-- Source document --

- - -

In the midst of the summer scramble to get courses online at Memorial University in St. John’s, Sonja Knutson realized there were political implications to remote learning she hadn’t considered.
A Memorial student living in Iran couldn’t buy an e-book for a course because Iranians don’t have access to major credit cards, Knutson, director of the university’s office for international students, said. The student dropped the course.
Knutson and her colleagues realized there could be a host of similar problems involving Memorial’s international students, many of whom are taking courses remotely because of the COVID-19 pandemic.
The school’s efforts to ensure a smooth transition to remote learning had a political blind spot, she said in a recent interview.
“The same curriculum that we could deliver privately in the classroom is now going to be subject to monitoring in countries around the world.”
She said she flagged the issue for university officials, who sent a memo to instructors before classes began encouraging them to offer alternative course content for students who live in “authoritarian” states.
Not a call for censorship: memo
“This is not a call to censor the course material or guide assessments; critically exploring issues and topics deemed by authoritarian states as problematic are a keystone of the role that a university plays in supporting a democratic society and developing engaged citizens,” the memo said.
Rui Hou, an expert in surveillance and authoritarian politics, said when he was at Queen’s University, a few of his colleagues faced similar issues with international students.
Now a postdoctoral fellow at the Munk School of Global Affairs’ Asian Institute, Hou said his Queen’s colleagues were asking him to help them provide course material to students in China.
China monitors its citizens’ use of the internet and blocks content from sites such as Facebook and YouTube. Sensitive material such as nudes or violence is also blocked.
Hou suggests professors upload PDFs to their university’s online learning systems for students to download directly, but notes that video will still be a challenge — China’s firewall system makes Internet download speeds excruciatingly slow.
Professors, he said, should not encourage their students in China to use virtual private networks, which are encyrpted Internet connections. VPNs, Hou explained, have a complicated legal status in the country, though he said he doesn’t know of any students being punished for using one.
“It is not wise to adjust the course materials for Chinese students,” he said in an email. Instead, he said, teachers should be very clear about what’s in the course so students can assess the risk themselves.
Professors who teach social movements can’t avoid including material on the 1989 Tiananmen Square protests in Beijing and the ensuing massacre, he explained. The Chinese state violence in 1989 is “100 per cent sensitive content in China’s censorship policy.”

- - -

-- Material shown --
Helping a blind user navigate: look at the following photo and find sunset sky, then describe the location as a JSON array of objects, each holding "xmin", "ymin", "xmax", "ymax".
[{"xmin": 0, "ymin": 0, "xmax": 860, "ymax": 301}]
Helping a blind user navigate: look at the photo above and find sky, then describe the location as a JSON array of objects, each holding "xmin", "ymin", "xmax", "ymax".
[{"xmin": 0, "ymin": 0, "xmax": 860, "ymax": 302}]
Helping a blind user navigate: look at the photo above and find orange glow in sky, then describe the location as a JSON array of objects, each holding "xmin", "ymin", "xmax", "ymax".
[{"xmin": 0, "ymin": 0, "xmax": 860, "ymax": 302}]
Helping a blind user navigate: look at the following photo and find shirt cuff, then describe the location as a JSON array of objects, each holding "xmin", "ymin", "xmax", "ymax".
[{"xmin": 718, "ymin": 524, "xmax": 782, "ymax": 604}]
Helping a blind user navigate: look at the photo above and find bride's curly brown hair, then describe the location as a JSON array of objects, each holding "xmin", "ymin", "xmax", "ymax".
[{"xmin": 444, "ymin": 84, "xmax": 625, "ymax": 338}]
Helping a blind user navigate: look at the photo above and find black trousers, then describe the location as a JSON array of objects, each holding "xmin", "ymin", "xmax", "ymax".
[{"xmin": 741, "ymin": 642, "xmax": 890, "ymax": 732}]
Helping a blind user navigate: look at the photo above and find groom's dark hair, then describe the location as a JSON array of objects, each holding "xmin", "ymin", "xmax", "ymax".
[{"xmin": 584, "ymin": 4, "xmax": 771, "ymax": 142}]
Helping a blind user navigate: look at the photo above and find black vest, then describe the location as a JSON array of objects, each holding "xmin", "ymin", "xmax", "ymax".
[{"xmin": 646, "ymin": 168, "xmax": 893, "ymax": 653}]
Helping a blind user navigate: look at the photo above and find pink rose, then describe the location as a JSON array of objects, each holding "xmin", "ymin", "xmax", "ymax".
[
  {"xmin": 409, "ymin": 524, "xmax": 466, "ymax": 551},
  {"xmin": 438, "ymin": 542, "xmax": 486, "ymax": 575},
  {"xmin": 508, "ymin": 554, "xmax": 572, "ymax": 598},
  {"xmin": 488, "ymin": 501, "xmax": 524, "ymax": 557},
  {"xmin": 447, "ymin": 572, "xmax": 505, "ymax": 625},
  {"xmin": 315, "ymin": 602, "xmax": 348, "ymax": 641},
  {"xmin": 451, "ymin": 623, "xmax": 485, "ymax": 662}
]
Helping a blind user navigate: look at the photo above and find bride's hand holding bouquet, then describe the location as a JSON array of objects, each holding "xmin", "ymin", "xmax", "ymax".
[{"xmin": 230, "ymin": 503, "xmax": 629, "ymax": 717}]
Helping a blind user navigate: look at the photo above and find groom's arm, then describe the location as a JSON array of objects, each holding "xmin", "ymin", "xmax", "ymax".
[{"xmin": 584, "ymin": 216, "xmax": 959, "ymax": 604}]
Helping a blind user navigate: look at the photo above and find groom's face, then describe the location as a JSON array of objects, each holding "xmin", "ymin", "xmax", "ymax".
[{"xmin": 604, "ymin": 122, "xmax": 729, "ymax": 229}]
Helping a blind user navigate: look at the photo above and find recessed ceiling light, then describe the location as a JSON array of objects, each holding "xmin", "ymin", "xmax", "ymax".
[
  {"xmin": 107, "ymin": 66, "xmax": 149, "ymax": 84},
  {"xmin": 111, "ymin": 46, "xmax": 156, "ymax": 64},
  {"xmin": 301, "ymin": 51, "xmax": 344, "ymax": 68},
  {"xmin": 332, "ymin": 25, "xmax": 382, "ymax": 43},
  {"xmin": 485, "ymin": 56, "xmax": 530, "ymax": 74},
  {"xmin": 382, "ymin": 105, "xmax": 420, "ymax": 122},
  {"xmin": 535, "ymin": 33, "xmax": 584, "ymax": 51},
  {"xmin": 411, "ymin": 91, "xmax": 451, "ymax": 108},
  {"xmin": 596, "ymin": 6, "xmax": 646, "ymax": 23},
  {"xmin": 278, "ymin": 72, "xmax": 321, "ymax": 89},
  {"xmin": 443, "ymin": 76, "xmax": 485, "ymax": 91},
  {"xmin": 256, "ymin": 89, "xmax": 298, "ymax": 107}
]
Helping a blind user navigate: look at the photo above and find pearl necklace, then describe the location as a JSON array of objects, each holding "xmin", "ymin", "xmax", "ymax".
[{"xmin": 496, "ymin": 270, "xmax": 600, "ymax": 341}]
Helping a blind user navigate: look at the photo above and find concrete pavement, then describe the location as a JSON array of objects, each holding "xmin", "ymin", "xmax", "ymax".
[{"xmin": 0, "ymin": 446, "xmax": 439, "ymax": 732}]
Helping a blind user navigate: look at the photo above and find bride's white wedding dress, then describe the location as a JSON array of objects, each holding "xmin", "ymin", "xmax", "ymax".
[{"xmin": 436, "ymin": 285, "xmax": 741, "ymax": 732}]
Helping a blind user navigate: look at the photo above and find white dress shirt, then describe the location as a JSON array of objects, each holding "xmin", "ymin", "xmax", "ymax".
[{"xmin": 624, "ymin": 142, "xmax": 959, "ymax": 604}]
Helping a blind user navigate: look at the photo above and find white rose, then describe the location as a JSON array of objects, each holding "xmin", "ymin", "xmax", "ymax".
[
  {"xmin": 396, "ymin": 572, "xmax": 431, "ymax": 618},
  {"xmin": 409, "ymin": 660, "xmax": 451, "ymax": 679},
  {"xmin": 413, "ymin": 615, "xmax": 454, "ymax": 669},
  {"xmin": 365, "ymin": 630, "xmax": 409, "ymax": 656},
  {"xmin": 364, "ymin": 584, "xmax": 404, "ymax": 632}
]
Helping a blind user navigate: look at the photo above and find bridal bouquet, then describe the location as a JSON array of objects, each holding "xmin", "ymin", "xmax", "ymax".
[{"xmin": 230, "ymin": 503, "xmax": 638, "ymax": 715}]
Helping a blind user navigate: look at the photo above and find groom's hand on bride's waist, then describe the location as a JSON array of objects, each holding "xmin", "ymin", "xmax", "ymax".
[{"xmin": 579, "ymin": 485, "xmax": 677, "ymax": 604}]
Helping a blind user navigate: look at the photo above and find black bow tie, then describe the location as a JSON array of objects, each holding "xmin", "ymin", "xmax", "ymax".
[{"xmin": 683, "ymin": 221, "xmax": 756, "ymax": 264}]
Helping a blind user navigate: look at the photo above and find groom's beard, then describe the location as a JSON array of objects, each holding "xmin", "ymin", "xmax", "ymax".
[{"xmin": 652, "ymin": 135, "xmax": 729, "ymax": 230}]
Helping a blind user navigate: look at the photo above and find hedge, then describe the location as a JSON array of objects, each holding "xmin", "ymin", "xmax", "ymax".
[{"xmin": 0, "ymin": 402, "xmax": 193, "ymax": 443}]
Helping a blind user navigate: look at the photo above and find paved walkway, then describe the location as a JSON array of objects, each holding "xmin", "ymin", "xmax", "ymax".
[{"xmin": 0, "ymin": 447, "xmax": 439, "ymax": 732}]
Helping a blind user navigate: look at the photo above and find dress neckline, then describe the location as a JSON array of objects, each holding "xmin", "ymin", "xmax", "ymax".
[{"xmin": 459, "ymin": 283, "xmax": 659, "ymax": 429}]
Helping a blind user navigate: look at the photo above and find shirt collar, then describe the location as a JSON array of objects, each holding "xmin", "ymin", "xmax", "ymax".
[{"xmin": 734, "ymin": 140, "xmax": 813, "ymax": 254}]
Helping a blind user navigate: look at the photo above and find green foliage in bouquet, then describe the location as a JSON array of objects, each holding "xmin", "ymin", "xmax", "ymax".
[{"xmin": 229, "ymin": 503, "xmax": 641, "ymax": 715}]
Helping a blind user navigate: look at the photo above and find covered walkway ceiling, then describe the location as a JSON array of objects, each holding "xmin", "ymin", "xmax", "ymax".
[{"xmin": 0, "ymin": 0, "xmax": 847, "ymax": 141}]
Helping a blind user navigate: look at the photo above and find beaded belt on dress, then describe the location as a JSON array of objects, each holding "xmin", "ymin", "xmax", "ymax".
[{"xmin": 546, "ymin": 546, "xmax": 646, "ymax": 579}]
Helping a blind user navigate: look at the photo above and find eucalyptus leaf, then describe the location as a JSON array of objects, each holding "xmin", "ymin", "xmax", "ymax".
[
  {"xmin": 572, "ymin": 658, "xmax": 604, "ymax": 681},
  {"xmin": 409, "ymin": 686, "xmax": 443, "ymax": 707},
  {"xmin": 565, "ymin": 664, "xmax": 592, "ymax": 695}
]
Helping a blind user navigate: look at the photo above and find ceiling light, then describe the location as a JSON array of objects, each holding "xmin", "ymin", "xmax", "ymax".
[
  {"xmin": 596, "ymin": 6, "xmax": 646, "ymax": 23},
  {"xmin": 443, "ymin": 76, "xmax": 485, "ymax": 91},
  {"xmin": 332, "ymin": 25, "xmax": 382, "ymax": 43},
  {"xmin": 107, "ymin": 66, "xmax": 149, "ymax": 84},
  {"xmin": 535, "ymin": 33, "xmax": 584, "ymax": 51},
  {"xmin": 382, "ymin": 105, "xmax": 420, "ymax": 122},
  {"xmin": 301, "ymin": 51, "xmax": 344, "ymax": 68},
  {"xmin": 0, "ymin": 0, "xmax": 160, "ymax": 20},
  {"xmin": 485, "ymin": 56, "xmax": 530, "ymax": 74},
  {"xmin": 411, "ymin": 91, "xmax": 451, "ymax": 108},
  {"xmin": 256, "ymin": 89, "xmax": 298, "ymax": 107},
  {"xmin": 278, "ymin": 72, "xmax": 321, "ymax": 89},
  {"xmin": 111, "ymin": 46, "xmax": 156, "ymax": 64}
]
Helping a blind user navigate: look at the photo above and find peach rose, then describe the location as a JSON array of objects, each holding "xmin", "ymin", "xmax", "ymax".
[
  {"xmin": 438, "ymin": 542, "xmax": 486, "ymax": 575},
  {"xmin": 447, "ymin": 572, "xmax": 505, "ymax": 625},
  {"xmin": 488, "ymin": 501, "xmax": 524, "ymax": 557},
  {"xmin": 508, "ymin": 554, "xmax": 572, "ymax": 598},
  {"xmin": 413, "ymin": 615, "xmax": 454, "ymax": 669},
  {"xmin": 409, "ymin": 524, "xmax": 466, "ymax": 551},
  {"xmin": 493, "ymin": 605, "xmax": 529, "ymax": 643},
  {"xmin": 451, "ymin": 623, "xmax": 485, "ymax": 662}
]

- - -

-- Exercise set --
A. Copy the article on remote learning between "Not a call for" and "with international students.", inclusive, substituting "notice" for each "memo".
B. According to the article on remote learning, why could the Memorial student living in Iran not buy an e-book for a course?

-- Task results --
A.
Not a call for censorship: notice
“This is not a call to censor the course material or guide assessments; critically exploring issues and topics deemed by authoritarian states as problematic are a keystone of the role that a university plays in supporting a democratic society and developing engaged citizens,” the notice said.
Rui Hou, an expert in surveillance and authoritarian politics, said when he was at Queen’s University, a few of his colleagues faced similar issues with international students.

B. Iranians do not have access to major credit cards.